→ **What you should do**
I need the lines from the one with "Accepts a natural-language" through the end of the material, copied exactly and with nothing else included.

→ **Dataset records**

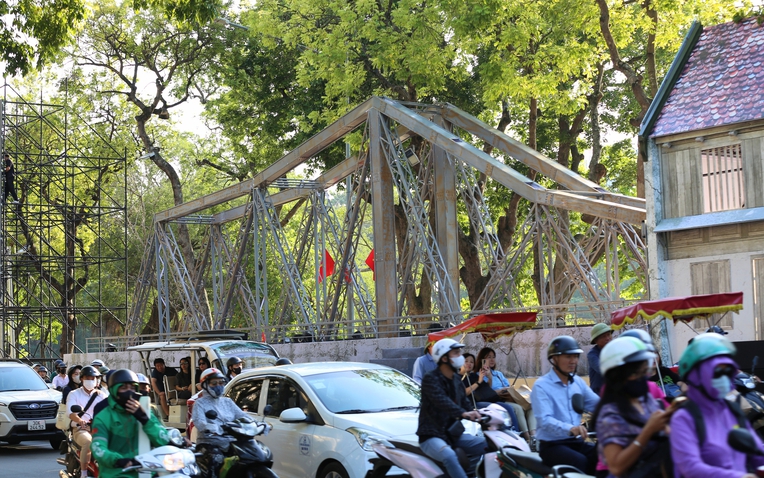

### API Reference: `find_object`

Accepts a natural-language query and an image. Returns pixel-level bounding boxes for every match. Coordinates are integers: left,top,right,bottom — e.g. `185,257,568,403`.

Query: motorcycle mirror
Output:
168,428,184,446
263,404,273,416
728,428,764,456
71,405,83,414
571,393,585,414
205,410,218,420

→ **Result**
Accepts a natural-language query and an image. Returns pixel-level bounding boxes for every match. Coordinates are integers: left,top,right,bottom — e.g. `185,257,568,403`.

Query: motorcycle mirror
Output:
168,428,184,446
263,404,273,416
728,428,764,456
71,405,83,414
571,393,585,414
205,410,218,420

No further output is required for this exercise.